• [Textabschnitt]:
Demgegenüber sei es nicht Zweck des Urkundenprozesses, den Kläger zu privilegieren, falls der Beklagte die Anspruchsvoraussetzungen nicht bestreite, sondern andere Einwendungen gegen den Anspruch geltend mache, da es ansonsten eines Bezugs auf Urkunden nicht bedurft hätte und der Gesetzgeber zudem für solche Konstellationen andere prozessuale Möglichkeiten – etwa § 302 Abs. 1 ZPO oder § 305 ZPO – vorgesehen hätte.

Das OLG Schleswig bemängelt dann die Inkonsequenz in der Linie der höchstrichterlichen Auffassung, wonach für den Urkundenprozess zumindest eine sich auf die Klageforderung beziehende Urkunde begriffsnotwendig sei und die Berücksichtigung unstreitiger Tatsachen nur die Möglichkeit geben solle, Lücken zu füllen. Dies führe zu Abgrenzungsschwierigkeiten in der Frage, wann eine bloße Lücke in der Beweisführung zu sehen sei; objektivierbare Kriterien für eine Entscheidung dieser Fragen seien nicht erkennbar.

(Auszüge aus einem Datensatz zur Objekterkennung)
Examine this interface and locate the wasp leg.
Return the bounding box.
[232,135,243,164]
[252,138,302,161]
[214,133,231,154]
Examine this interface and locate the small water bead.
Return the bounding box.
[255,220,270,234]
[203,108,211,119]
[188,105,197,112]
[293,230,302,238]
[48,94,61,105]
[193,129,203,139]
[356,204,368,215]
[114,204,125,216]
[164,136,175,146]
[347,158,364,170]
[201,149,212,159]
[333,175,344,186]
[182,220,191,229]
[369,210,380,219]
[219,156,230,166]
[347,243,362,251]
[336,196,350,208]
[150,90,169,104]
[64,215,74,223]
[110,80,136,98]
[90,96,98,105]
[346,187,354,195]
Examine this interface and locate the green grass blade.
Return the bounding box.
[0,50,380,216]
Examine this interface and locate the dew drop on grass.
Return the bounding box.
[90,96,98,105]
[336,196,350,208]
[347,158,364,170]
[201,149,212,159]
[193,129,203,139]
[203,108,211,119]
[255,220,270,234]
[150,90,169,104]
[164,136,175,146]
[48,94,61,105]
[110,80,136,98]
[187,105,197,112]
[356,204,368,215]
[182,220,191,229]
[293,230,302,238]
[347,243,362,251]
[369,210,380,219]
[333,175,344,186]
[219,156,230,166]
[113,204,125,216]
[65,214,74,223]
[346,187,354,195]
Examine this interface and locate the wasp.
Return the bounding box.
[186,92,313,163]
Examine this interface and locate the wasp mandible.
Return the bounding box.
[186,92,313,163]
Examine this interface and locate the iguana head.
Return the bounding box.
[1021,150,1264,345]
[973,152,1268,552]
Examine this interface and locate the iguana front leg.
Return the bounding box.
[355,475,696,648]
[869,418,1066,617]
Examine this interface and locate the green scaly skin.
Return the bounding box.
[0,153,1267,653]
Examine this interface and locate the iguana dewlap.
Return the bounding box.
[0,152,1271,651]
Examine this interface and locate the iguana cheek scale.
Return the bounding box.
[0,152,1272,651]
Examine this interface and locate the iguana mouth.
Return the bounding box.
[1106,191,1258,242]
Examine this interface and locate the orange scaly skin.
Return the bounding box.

• [Arbeitsanweisungen]:
1. Welche Vorschriften nennt der Textabschnitt als Beispiele für andere prozessuale Möglichkeiten, die der Gesetzgeber vorgesehen hätte?
2. Gib den Textabschnitt wörtlich wieder, und zwar von „Demgegenüber sei es“ bis „ZPO – vorgesehen hätte.“, beide Stellen eingeschlossen.
Die Einträge stammen aus einer anderen Quelle.

• [Die Lösungen]:
1. § 302 Abs. 1 ZPO und § 305 ZPO.

2.
Demgegenüber sei es nicht Zweck des Urkundenprozesses, den Kläger zu privilegieren, falls der Beklagte die Anspruchsvoraussetzungen nicht bestreite, sondern andere Einwendungen gegen den Anspruch geltend mache, da es ansonsten eines Bezugs auf Urkunden nicht bedurft hätte und der Gesetzgeber zudem für solche Konstellationen andere prozessuale Möglichkeiten – etwa § 302 Abs. 1 ZPO oder § 305 ZPO – vorgesehen hätte.